Saved entries:
## start

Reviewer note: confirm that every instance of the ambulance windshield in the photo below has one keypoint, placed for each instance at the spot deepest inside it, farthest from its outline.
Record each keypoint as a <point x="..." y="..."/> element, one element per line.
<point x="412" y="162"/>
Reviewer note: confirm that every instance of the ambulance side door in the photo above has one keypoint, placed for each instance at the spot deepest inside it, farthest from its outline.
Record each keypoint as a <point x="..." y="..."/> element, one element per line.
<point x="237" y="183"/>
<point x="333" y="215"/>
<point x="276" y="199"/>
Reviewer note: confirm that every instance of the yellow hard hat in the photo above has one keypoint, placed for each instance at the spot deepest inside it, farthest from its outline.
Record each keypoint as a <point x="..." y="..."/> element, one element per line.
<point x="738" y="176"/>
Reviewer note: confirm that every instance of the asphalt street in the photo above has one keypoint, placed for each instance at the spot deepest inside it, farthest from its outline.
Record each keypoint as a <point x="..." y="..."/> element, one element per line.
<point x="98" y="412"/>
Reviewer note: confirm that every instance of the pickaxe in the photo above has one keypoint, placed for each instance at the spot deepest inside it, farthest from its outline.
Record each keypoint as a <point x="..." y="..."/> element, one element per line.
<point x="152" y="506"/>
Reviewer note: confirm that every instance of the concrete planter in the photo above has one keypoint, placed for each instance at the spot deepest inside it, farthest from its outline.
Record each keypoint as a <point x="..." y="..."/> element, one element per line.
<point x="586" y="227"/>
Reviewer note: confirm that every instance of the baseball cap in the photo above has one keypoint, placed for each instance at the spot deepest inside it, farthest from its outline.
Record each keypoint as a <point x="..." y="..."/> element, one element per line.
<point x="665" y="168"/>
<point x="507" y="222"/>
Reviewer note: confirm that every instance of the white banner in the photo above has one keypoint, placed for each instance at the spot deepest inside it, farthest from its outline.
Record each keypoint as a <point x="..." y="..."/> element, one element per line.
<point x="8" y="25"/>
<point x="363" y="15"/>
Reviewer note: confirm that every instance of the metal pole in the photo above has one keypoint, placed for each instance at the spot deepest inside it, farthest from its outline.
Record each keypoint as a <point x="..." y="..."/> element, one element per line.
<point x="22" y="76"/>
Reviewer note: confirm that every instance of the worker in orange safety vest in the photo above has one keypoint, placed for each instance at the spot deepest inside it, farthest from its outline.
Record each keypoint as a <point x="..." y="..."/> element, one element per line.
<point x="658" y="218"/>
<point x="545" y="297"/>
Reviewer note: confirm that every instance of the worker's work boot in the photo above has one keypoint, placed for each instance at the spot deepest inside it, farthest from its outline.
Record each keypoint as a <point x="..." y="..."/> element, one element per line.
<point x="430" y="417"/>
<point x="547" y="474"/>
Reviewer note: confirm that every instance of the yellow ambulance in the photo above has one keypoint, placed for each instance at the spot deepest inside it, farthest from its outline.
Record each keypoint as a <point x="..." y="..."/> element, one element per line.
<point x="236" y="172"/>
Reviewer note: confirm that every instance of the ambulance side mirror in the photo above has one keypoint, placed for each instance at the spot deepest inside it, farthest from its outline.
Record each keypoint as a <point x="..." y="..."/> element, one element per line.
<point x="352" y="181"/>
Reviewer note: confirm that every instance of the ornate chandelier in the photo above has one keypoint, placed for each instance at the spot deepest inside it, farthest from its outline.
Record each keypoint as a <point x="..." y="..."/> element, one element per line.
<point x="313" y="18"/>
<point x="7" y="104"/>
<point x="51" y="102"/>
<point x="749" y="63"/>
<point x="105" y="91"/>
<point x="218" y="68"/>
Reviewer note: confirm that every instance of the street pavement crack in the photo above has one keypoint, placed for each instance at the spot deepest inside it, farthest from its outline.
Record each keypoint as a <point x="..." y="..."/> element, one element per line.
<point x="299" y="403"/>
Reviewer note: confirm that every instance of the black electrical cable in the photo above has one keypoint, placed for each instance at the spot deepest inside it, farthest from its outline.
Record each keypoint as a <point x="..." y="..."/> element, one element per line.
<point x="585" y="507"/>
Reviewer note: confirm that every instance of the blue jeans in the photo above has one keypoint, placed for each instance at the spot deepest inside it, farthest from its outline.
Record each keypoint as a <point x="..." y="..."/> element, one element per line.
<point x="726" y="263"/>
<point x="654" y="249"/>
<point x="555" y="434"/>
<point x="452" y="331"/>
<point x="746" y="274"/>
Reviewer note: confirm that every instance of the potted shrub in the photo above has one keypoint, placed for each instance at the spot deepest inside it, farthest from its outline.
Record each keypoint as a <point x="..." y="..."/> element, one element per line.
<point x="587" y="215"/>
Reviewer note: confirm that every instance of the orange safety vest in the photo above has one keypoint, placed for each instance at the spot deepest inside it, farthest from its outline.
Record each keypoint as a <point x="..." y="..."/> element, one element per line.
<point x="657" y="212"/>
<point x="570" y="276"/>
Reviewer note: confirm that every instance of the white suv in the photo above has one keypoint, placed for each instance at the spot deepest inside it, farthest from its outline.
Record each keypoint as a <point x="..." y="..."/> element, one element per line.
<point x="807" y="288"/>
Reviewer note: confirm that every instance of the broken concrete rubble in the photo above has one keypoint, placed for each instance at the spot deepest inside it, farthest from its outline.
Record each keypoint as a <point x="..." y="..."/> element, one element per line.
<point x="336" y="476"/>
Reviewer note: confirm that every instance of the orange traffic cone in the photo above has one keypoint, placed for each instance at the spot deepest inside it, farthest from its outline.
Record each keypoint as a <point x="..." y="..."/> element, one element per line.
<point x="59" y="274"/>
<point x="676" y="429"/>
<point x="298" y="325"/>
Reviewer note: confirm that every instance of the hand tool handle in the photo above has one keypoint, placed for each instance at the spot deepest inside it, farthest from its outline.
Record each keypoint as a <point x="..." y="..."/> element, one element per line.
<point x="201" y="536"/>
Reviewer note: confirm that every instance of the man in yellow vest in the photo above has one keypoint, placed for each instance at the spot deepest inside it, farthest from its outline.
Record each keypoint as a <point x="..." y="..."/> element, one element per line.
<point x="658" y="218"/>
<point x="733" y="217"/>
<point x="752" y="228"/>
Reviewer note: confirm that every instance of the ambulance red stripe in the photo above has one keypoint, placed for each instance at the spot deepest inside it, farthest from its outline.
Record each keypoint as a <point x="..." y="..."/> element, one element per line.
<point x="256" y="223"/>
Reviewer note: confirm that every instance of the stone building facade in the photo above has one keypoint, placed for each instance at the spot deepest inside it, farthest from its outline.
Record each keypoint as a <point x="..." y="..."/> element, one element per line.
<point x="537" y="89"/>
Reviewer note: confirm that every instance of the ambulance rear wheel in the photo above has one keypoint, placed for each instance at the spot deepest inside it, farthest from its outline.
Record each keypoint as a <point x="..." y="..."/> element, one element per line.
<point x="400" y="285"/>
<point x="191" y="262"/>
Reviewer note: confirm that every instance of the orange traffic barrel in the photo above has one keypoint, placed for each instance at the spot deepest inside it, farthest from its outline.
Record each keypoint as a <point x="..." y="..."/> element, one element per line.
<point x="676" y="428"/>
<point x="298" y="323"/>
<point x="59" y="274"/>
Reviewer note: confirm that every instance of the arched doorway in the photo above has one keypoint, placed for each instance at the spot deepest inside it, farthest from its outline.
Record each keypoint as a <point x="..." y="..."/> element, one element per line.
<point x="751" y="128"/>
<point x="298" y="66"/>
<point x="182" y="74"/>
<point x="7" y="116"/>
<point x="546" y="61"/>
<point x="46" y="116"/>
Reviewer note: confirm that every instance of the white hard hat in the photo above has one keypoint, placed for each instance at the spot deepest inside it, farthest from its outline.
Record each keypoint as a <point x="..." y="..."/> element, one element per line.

## end

__Written problem__
Copy the rows above word for word, with nothing changed.

__Reply__
Reviewer note: confirm that every instance of the ambulance windshield in the photo below has one keypoint, placed for each instance at the spot deepest inside it, farthest from its outline.
Record each keypoint as a <point x="..." y="..."/> element, one element per line.
<point x="412" y="162"/>
Reviewer note: confirm that every instance of the ambulance side door in the photo above has one keypoint, placed for each instance at the spot deepest inside it, farthest from its outline.
Record each keypoint as a <point x="..." y="..."/> element, one element per line.
<point x="237" y="183"/>
<point x="333" y="215"/>
<point x="276" y="199"/>
Reviewer note: confirm that every instance of the yellow hard hat in the photo above has one keypoint, placed for each instance at the spot deepest inside it, farthest from its outline.
Record each keypoint as a <point x="..." y="..."/> element, one element per line.
<point x="738" y="176"/>
Reviewer note: confirm that every instance of the asphalt street in the photo above has one keypoint, placed for each instance at the spot deepest inside it, farthest from its outline.
Record each keypoint as a <point x="..." y="..."/> element, one element per line.
<point x="98" y="412"/>
Reviewer note: confirm that every instance of the pickaxe in the photo above has one keypoint, placed for each instance at the spot deepest inside it, farthest from its outline.
Record each keypoint as a <point x="..." y="..."/> element, one element per line.
<point x="152" y="506"/>
Reviewer note: confirm that every instance of the concrete planter in the photo above has one keypoint, placed for each instance at the spot deepest inside it, farthest from its outline.
Record each keypoint as a <point x="..." y="..."/> element, one element per line.
<point x="586" y="227"/>
Reviewer note: confirm that every instance of the baseball cap in the photo above has one keypoint, placed for each instance at the spot deepest inside it, farthest from its outline.
Record each keypoint as a <point x="..." y="..."/> element, one element per line.
<point x="665" y="168"/>
<point x="507" y="222"/>
Reviewer note: confirm that every instance of the white banner in the photo above has one keypoint, placed for each instance at the spot deepest inside it, farthest from its outline.
Record each keypoint as a <point x="..." y="..."/> element, one element per line.
<point x="8" y="25"/>
<point x="363" y="15"/>
Reviewer note: confirm that every instance of the metal pole in the photo above has one keypoint, placed for each instance at the spot deepest inside it, farthest from its outline.
Record each keypoint as a <point x="..." y="..."/> element, one element per line.
<point x="22" y="76"/>
Reviewer note: confirm that every instance of the worker in orange safety vest in the photo above has one keypoint, placed for each instance at the spot deepest inside it, farthest from its outline.
Record each keypoint as a <point x="..." y="..."/> element, one element per line.
<point x="658" y="218"/>
<point x="545" y="297"/>
Reviewer note: confirm that every instance of the worker's work boot in the photo above has one keypoint, placed for each instance at the spot deepest inside it, farthest from its outline.
Record each keypoint as a <point x="..." y="..."/> element, one element per line.
<point x="430" y="417"/>
<point x="547" y="474"/>
Reviewer note: confirm that every instance of the yellow ambulance in the photo above has one keypoint, placed for each instance at the spot deepest inside it, farthest from its outline.
Record each keypoint as a <point x="..." y="..."/> element, one element per line.
<point x="236" y="172"/>
Reviewer note: confirm that every instance of the ambulance side mirror in the photo above has one keypoint, placed for each instance at the spot deepest inside it, farthest from its outline.
Record each keypoint as a <point x="..." y="..."/> element, one element per line.
<point x="352" y="181"/>
Reviewer note: confirm that every instance of the ornate chandelier in the photo above has one keypoint, placed for each instance at the spot deepest inside it, farthest from its outline.
Record each keypoint as a <point x="..." y="..."/> element, one element per line.
<point x="313" y="18"/>
<point x="7" y="104"/>
<point x="51" y="102"/>
<point x="749" y="63"/>
<point x="105" y="91"/>
<point x="218" y="68"/>
Reviewer note: confirm that every instance of the street pavement crack in the photo above has one keypoint, placed for each instance at the spot deepest inside it, farthest from its outline.
Record each keypoint as a <point x="..." y="..."/> element, one element per line.
<point x="299" y="403"/>
Reviewer note: confirm that every instance of the black electrical cable in the photo above has one keypoint, placed for each instance at the spot deepest inside it, farthest from its outline.
Record each keypoint as a <point x="..." y="..."/> element, one element per line.
<point x="585" y="507"/>
Reviewer note: confirm that every instance of the blue jeans in the photo above has one keypoint, placed for each instance at the spot deepest inside it, farthest from its outline.
Record each keypoint as a <point x="..." y="..."/> element, one element per line.
<point x="726" y="263"/>
<point x="654" y="249"/>
<point x="555" y="434"/>
<point x="452" y="331"/>
<point x="746" y="274"/>
Reviewer note: confirm that every instance of the potted shrub in the photo above has one keypoint, placed for each instance at the spot deepest inside it, farthest from its outline.
Record each keypoint as a <point x="..." y="..."/> element, one element per line.
<point x="587" y="215"/>
Reviewer note: confirm that every instance of the orange safety vest in the photo above has one keypoint, placed for each instance at the spot deepest inside it, farthest from its outline.
Record each keypoint as a <point x="..." y="..."/> element, one element per line.
<point x="657" y="212"/>
<point x="570" y="276"/>
Reviewer note: confirm that every instance of the white suv in the photo above has one keypoint, placed for each instance at the spot deepest inside it, farthest from its outline.
Record each keypoint as a <point x="..." y="..."/> element, one element per line.
<point x="807" y="288"/>
Reviewer note: confirm that every instance of the broken concrete rubble in the photo above has one keypoint, placed for each instance at the spot deepest inside it, farthest from its outline.
Record each keypoint as a <point x="..." y="..."/> element, one element per line.
<point x="336" y="476"/>
Reviewer note: confirm that every instance of the orange traffic cone in the photo above has one keypoint, placed for each instance at the spot deepest inside it, farthest from its outline.
Record each keypoint as a <point x="..." y="..."/> element, one element per line.
<point x="59" y="274"/>
<point x="676" y="429"/>
<point x="298" y="325"/>
Reviewer note: confirm that every instance of the hand tool handle in the photo above has one keypoint, placed for each instance at the spot deepest inside it, farthest from its outline.
Record each keypoint as a <point x="..." y="..."/> element, one element per line.
<point x="201" y="536"/>
Reviewer note: confirm that every instance of the man in yellow vest in the photo above has one keypoint, placed for each instance at the spot deepest inside it, farthest from its outline.
Record each keypoint as a <point x="..." y="..."/> element, one element per line.
<point x="658" y="218"/>
<point x="733" y="217"/>
<point x="752" y="228"/>
Reviewer note: confirm that every instance of the ambulance red stripe in the photo above has one keypoint, placed for each instance at the spot deepest inside it, farthest from its outline.
Record each keypoint as a <point x="..." y="..."/> element, one element per line.
<point x="256" y="223"/>
Reviewer note: confirm that every instance of the stone building facade in the photo above has one keypoint, placed for each instance at the spot deepest inside it, farthest from its outline.
Record each keypoint as a <point x="..." y="..."/> element, one element per line.
<point x="537" y="89"/>
Reviewer note: confirm that every instance of the ambulance rear wheel in the photo above has one keypoint, placed for each instance at the spot deepest inside it, farthest from its outline.
Record each keypoint as a <point x="..." y="..."/> element, one element per line.
<point x="400" y="285"/>
<point x="191" y="262"/>
Reviewer note: confirm that every instance of the orange traffic barrel in the photo above has one keypoint, placed for each instance at the spot deepest inside it, farthest from its outline.
Record each keypoint as a <point x="..." y="..."/> element, one element per line.
<point x="676" y="428"/>
<point x="298" y="323"/>
<point x="59" y="274"/>
Reviewer note: confirm that every instance of the arched doorway in the photo above has one keypoint, placed for each instance at the spot deepest inside it, farthest from its outline.
Record each keypoint as a <point x="..." y="..."/> element, one element per line.
<point x="751" y="128"/>
<point x="298" y="66"/>
<point x="182" y="74"/>
<point x="7" y="116"/>
<point x="546" y="61"/>
<point x="46" y="116"/>
Reviewer note: confirm that every instance of the white hard hat in the photo above has one keypoint, placed for each instance at the spot deepest inside it, farthest from its outline.
Record each keypoint as a <point x="..." y="..."/> element, one element per line.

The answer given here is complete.